# TASK TO CARRY OUT
According to the financial disclosure below, how much goodwill did the company have as of October 1, 2011?

# TEXT BLOCK
┏━━

On April 27, 2011, the Company sold 100% of its Education Funding Capital Education Loan Backed Notes with a par value of $6.3 million. As such there are no remaining non-current investments included in the October 1, 2011 Condensed Consolidated Balance Sheet. As of January 1, 2011, $5.9 million ($6.3 million par value) is reflected as a non-current asset on our Condensed Consolidated Balance Sheet and classified as available-for-sale investments.
Prior to January 1, 2011, due to the lack of observable market quotes on our auction rate securities portfolio, we utilized valuation models that rely exclusively on Level 3 inputs as defined in FASB ASC 820 including those that are based on expected cash flow streams and collateral values, including assessments of counterparty credit quality, default risk underlying the security, discount rates and overall capital market liquidity. The valuation of our auction rate securities portfolio was subject to uncertainties that were difficult to predict. Factors that may impacted our valuation included changes to credit ratings of the securities as well as to the underlying assets supporting those securities, rates of default of the underlying assets, underlying collateral value, discount rates, counterparty risk and ongoing strength and quality of market credit and liquidity.
Impairment of Goodwill and Long-lived Assets — As of October 1, 2011, we had $8.0 million in goodwill, which is subjected to periodic review for impairment. FASB ASC 350 "Intangibles-Goodwill and Other" requires an evaluation of these indefinite-lived assets annually and whenever events or circumstances indicate that such assets may be impaired. The evaluation is conducted at the reporting unit level and compares the calculated fair value of the reporting unit to its book value to determine whether impairment has been deemed to occur. Any impairment charge would be based on the most recent estimates of the recoverability of the recorded goodwill. If the remaining book value assigned to goodwill in an acquisition is higher than the estimated fair value of the reporting unit, there is a requirement to write down these assets.
Fair value of our reporting units is determined using a combination of the income approach and the market approach. The income approach uses a reporting unit's projection of estimated cash flows discounted using a weighted-average cost of capital analysis that reflects current market conditions. We also consider the market approach to valuing our reporting units utilizing revenue and EBITDA multiples. We compare the results of our overall enterprise valuation as determined by the combination of the two approaches to our market capitalization. Significant management judgments related to these approaches include:
· | Anticipated future cash flows and terminal value for each reporting unit — The income approach to determining fair value relies on the timing and estimates of future cash flows, including an estimate of terminal value. The projections use management's estimates of economic and market conditions over the projected period including growth rates in revenues and estimates of expected changes in operating margins. Our projections of future cash flows are subject to change as actual results are achieved that differ from those anticipated. Because management frequently updates its projections, we would expect to identify on a timely basis any significant differences between actual results and recent estimates. |
· | Selection of an appropriate discount rate — The income approach requires the selection of an appropriate discount rate, which is based on a weighted average cost of capital analysis. The discount rate is affected by changes in short-term interest rates and long-term yield as well as variances in the typical capital structure of marketplace participants. The discount rate is determined based on assumptions that would be used by marketplace participants, and for that reason, the capital structure of selected marketplace participants was used in the weighted average cost of capital analysis. Given the current volatile economic conditions, it is possible that the discount rate will fluctuate in the near term. |
· | Selection of an appropriate multiple – The market approach requires the selection of an appropriate multiple to apply to revenue or EBITDA based on comparable guideline company multiples. It is often difficult to identify companies with a similar profile in regards to revenue, geographic operations, risk profile and other factors. Given the current volatile economic conditions, it is possible that multiples of guideline companies will fluctuate in the near term. |
As discussed in Note 4, due to the loss of key leadership personnel and results of operations in the EMEA reporting unit during the thirteen weeks ended October 1, 2011, management performed step one of the goodwill impairment evaluation as of October 1, 2011. Based on the results of the step one impairment test, management concluded that the EMEA reporting unit’s carrying amount did not exceed its fair value as of October 1, 2011 and therefore the reporting unit’s goodwill was deemed not impaired. The Fair values of our North America Carrier and EMEA reporting units are substantially in excess of their carrying values at October 1. 2011.

┗━━

# GIVEN INFORMATION

┏━━

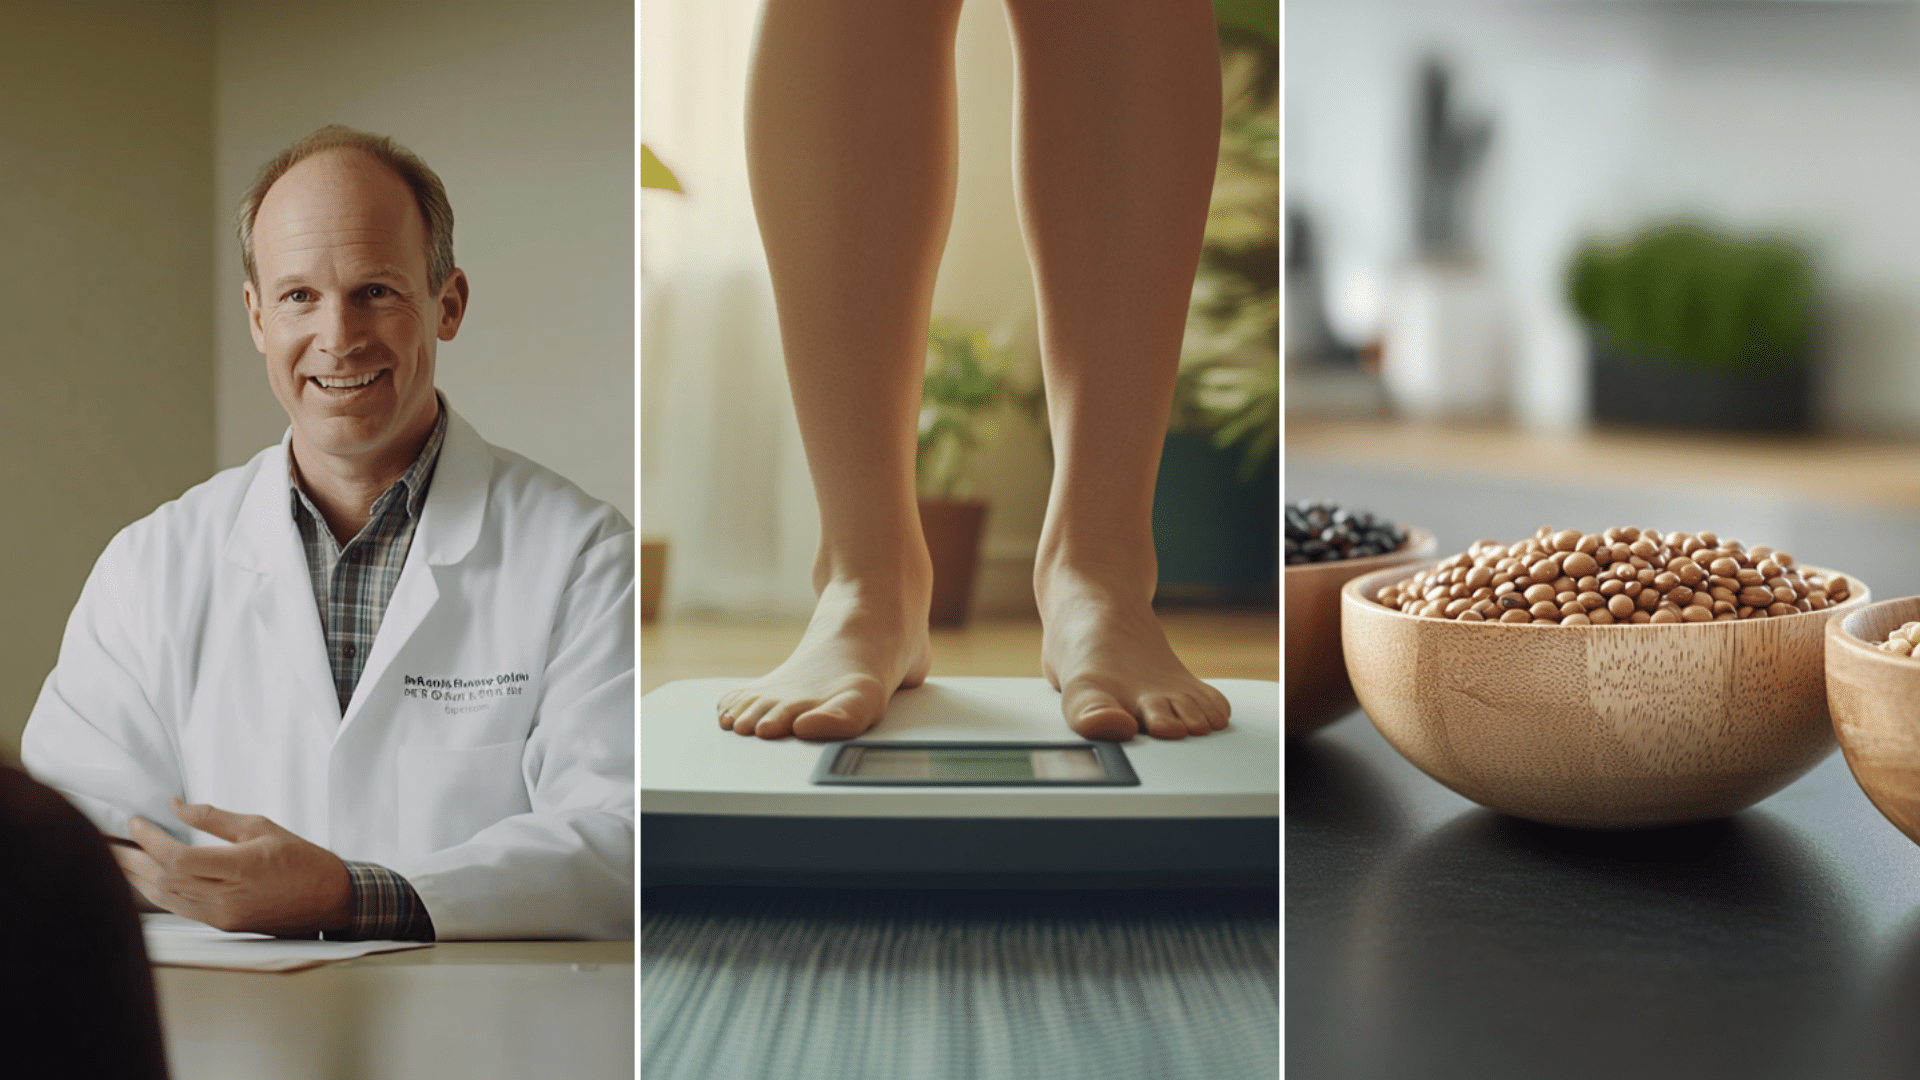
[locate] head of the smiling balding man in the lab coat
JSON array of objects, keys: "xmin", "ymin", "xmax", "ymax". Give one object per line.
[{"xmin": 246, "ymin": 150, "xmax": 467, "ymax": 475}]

┗━━

# REPLY
$8.0 million.